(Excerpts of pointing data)
<<<<

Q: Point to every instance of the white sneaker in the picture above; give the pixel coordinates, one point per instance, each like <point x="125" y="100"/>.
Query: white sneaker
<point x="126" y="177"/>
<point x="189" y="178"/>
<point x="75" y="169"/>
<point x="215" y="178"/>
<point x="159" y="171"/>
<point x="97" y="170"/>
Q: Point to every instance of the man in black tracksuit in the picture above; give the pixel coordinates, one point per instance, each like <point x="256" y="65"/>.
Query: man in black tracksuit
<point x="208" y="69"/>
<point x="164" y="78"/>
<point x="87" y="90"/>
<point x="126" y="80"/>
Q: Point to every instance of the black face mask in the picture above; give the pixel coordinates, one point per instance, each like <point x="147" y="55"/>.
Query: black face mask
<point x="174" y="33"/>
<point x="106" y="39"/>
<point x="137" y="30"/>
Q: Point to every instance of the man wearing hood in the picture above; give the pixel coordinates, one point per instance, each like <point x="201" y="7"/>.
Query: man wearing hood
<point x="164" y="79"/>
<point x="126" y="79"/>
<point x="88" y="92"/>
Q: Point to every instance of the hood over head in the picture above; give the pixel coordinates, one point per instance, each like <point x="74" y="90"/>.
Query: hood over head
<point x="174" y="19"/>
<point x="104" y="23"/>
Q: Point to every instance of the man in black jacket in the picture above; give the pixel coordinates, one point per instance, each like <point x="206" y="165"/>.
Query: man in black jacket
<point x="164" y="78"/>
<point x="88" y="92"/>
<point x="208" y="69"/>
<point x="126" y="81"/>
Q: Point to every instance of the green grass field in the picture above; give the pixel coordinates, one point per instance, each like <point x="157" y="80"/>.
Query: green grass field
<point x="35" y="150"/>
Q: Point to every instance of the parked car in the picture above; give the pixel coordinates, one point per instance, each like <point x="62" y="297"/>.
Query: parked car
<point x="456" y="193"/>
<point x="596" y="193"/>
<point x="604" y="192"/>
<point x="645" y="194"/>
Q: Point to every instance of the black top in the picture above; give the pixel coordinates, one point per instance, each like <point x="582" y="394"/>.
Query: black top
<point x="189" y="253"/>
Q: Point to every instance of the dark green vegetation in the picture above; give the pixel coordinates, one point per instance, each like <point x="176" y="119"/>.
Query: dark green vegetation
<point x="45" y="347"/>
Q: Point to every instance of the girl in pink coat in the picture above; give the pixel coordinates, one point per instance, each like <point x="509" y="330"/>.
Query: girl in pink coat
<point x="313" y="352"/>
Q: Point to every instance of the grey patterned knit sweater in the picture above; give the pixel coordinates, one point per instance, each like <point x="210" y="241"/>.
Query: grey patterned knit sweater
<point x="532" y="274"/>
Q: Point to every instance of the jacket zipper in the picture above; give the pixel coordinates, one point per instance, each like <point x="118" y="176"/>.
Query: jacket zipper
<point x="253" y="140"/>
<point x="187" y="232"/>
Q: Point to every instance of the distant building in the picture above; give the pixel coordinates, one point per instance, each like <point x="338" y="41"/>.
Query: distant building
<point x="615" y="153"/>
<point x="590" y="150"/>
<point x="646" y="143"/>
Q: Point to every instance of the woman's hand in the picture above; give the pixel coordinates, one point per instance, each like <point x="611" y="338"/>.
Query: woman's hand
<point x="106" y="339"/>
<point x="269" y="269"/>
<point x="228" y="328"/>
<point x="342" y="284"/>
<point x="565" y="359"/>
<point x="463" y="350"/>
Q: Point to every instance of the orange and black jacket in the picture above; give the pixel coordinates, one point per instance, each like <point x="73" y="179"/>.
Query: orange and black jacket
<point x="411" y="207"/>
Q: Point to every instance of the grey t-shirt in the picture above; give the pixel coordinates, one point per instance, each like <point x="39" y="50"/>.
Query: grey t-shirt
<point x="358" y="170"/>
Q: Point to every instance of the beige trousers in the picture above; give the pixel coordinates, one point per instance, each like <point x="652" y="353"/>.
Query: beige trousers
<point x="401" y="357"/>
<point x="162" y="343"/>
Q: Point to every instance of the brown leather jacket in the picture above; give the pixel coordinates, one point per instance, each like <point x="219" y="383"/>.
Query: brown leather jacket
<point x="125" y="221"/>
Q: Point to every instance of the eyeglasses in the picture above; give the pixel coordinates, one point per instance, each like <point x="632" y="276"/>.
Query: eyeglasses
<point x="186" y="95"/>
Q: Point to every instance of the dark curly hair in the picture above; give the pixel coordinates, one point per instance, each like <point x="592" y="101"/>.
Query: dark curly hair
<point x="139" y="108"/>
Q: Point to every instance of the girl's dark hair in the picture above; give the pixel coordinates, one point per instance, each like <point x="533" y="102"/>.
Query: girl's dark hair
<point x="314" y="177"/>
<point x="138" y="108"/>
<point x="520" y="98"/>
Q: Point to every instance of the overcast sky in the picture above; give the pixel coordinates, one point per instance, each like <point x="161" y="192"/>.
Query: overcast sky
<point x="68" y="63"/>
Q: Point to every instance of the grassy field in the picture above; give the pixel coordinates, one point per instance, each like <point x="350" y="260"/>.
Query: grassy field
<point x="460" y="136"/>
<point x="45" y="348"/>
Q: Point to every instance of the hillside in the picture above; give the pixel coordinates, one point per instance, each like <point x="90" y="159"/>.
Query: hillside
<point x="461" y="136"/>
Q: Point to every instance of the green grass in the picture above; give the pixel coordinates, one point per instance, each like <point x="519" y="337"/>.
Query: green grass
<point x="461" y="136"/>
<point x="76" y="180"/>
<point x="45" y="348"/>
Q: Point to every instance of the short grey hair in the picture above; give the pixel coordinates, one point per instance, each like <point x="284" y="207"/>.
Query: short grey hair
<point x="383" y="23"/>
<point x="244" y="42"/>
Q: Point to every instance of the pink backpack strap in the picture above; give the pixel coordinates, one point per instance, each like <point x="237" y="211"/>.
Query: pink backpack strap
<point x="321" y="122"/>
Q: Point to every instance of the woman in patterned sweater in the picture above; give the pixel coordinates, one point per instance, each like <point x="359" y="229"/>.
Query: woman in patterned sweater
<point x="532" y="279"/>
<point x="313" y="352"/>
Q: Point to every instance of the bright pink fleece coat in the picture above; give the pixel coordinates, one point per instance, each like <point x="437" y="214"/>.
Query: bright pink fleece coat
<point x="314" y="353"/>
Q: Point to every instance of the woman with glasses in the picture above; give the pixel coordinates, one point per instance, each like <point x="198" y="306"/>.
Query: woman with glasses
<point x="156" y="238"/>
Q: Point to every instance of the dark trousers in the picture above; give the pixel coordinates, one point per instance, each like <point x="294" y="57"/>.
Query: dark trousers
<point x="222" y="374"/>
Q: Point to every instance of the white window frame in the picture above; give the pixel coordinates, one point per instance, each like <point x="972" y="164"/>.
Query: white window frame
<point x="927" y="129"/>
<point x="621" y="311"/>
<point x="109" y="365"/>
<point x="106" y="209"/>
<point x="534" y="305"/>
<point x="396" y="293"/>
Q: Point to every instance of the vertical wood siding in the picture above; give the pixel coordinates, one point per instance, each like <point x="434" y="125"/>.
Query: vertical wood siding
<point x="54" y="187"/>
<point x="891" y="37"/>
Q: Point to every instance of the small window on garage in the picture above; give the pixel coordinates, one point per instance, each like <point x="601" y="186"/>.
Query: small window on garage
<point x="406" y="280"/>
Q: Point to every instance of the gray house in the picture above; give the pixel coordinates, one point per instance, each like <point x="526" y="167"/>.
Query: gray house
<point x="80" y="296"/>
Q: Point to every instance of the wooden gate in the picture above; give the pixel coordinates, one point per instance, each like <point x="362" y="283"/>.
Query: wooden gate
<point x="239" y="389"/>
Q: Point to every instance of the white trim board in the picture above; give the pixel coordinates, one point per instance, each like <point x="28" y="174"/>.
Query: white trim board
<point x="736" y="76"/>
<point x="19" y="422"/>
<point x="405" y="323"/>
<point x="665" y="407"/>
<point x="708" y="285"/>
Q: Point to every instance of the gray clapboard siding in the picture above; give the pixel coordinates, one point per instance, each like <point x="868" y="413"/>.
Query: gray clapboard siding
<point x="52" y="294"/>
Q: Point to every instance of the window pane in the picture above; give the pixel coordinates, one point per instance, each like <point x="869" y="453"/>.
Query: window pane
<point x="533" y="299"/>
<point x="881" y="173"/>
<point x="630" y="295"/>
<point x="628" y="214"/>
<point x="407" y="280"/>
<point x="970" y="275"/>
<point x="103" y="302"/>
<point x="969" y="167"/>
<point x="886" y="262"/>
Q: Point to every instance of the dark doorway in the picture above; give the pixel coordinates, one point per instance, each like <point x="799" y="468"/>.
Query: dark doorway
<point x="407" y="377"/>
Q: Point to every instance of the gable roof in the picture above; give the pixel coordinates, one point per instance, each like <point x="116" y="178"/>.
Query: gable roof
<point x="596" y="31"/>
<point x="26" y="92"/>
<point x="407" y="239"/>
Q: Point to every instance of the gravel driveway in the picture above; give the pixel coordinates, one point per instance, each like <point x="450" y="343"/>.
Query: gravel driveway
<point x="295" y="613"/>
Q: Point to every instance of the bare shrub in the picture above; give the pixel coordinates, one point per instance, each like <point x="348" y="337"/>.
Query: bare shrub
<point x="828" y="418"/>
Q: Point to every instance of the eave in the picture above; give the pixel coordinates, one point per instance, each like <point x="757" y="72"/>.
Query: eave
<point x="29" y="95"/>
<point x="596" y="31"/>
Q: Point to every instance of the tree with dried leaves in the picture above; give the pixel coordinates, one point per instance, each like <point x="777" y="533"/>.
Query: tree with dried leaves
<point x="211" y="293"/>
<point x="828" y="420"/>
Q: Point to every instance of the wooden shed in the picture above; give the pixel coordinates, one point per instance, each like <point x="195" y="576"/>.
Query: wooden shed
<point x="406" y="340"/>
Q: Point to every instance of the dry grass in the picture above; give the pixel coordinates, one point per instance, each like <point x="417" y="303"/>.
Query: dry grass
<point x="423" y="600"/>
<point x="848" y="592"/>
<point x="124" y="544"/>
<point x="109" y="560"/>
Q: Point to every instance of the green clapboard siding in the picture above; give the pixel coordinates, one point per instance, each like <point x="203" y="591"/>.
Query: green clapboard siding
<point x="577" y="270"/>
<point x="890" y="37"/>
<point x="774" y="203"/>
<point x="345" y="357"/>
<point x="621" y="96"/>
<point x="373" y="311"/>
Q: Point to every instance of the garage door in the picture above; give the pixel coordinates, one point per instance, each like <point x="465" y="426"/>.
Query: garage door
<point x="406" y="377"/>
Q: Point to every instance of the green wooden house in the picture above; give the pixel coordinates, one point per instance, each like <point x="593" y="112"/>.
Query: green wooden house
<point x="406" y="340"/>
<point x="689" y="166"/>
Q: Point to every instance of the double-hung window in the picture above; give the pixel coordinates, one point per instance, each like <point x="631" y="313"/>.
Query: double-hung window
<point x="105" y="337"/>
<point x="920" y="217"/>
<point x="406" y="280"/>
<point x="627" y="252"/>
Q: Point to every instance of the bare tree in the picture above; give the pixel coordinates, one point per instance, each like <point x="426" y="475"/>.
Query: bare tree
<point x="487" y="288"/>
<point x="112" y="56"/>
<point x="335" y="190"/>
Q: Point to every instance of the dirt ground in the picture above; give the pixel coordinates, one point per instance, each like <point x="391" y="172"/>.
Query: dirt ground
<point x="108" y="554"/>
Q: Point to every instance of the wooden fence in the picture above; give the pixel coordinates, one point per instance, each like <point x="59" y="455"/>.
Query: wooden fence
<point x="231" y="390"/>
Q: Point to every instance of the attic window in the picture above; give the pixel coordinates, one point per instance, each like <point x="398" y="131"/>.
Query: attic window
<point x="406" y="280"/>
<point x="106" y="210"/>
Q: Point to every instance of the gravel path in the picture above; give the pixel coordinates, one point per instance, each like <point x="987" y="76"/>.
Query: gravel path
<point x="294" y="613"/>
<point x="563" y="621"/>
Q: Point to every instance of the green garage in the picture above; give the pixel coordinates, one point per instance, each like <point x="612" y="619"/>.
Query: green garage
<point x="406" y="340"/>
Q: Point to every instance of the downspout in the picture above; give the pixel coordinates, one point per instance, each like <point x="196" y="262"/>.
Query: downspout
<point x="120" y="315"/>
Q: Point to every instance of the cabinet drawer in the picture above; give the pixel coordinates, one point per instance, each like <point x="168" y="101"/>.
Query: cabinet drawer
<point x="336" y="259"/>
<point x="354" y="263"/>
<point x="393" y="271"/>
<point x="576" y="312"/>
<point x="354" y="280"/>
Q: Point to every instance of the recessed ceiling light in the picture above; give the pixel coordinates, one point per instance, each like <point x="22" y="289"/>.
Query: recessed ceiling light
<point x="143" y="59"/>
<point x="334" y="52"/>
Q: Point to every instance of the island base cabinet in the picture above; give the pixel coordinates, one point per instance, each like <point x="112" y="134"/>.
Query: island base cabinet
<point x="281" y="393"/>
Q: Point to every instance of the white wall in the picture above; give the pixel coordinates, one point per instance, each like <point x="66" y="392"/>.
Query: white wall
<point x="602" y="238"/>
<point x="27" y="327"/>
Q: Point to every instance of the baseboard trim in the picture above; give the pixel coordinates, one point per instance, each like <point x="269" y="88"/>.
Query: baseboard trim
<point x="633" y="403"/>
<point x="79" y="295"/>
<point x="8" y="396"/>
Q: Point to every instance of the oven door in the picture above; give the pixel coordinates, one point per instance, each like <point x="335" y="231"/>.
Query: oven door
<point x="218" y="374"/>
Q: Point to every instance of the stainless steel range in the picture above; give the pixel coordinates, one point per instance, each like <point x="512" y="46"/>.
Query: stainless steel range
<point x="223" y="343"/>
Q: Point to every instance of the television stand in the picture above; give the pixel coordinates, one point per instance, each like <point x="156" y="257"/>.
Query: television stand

>>>>

**TASK PROMPT:** Repeat exactly, and only, the lines of the records above, starting with the line that contains "Q: Point to every instance of the oven" and ending with the final line, both included.

**ANSWER TO THE PROBLEM:**
Q: Point to every instance of the oven door in the picture above; give the pixel coordinates, one point per instance, each like <point x="335" y="231"/>.
Query: oven door
<point x="218" y="374"/>
Q: Point to every instance of the stainless steel range in the picture above; give the pixel coordinates, one point per instance, each like <point x="512" y="46"/>.
Query: stainless steel range
<point x="223" y="343"/>
Q: Point to every instance of the television stand in the picture above; give the pixel coordinates, one point per instance, each like <point x="156" y="257"/>.
Query: television stand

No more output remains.